*** Отрывок

Были в Иркутске музыканты, были и актеры, следственно, был театр, были и содержатели его; все это составилось из ссыльных и их детей и должно бы быть изрядно. Играли, однако же, так дурно, что хоть бы на великороссийском губернском театре.

В первый мой приезд был я, хотя весьма маловажное, однако же официальное лицо и потому ссыльных не мог принимать у себя; они же сами держали себя от нас поодаль. Теперь же, как частный человек, я не отказывался видеться с ними, тем более что они всех посещали, и я везде их встречал. Несчастие почитается здесь почти непинностию, и сосланным, лишенным чинов и дворянства, под именем несчастных оказывается от жителей такое внимание, что можно подумать, будто общее мнение собственною силой хочет восстановить их в прежнем достоинстве. Некоторые из них употребляют иногда во зло такую снисходительность.

******

Перепишите дословно весь отрывок об Иркутске и ссыльных, ничего в нем не меняя.

*** Исходные данные

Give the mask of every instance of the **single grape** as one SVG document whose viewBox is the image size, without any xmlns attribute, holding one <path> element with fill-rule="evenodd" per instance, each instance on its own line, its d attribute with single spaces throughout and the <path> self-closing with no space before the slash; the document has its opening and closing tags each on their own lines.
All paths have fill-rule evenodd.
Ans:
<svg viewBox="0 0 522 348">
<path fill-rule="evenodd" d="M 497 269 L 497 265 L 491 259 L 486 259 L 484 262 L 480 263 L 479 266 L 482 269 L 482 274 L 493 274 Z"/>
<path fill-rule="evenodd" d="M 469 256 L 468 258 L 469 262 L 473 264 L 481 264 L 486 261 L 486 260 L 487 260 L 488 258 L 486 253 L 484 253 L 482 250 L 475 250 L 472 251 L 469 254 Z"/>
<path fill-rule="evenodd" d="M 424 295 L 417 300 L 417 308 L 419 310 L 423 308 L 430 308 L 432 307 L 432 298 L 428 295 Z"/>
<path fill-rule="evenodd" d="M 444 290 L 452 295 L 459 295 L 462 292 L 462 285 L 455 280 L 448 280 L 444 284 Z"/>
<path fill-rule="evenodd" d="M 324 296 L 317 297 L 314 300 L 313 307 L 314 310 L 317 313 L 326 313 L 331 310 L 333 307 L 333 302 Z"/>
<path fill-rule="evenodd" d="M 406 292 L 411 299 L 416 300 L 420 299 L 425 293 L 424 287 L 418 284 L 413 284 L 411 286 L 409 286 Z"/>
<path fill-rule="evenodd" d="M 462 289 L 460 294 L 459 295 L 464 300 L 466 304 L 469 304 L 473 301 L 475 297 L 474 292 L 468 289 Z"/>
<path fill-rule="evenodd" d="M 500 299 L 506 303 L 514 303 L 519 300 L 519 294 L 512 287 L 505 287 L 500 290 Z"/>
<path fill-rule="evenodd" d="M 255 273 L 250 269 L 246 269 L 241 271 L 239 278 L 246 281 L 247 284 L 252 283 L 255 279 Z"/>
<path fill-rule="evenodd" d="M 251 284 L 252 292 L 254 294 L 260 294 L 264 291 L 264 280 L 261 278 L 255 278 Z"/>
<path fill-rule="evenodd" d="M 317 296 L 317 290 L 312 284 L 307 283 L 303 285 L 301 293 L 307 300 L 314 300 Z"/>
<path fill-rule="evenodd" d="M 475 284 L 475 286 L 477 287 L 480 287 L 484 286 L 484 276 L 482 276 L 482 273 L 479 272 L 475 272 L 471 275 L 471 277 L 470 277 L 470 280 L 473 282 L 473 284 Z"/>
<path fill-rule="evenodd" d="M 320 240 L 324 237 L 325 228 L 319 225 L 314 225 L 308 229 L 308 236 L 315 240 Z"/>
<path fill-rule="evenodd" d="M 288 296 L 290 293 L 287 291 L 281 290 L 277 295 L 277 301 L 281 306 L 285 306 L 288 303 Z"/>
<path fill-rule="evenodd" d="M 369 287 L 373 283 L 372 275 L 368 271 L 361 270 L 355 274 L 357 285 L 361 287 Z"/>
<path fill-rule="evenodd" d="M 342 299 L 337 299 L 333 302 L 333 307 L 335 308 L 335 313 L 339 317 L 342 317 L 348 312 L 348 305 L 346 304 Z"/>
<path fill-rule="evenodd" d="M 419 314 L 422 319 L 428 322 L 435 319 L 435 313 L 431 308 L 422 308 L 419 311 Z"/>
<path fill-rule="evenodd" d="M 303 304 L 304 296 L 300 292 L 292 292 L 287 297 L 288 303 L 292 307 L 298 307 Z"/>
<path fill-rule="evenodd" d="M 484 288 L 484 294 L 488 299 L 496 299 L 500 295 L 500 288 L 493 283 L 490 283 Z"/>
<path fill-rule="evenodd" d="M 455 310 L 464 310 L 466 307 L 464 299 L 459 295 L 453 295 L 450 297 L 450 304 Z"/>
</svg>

******

Результат
Были в Иркутске музыканты, были и актеры, следственно, был театр, были и содержатели его; все это составилось из ссыльных и их детей и должно бы быть изрядно. Играли, однако же, так дурно, что хоть бы на великороссийском губернском театре.

В первый мой приезд был я, хотя весьма маловажное, однако же официальное лицо и потому ссыльных не мог принимать у себя; они же сами держали себя от нас поодаль. Теперь же, как частный человек, я не отказывался видеться с ними, тем более что они всех посещали, и я везде их встречал. Несчастие почитается здесь почти непинностию, и сосланным, лишенным чинов и дворянства, под именем несчастных оказывается от жителей такое внимание, что можно подумать, будто общее мнение собственною силой хочет восстановить их в прежнем достоинстве. Некоторые из них употребляют иногда во зло такую снисходительность.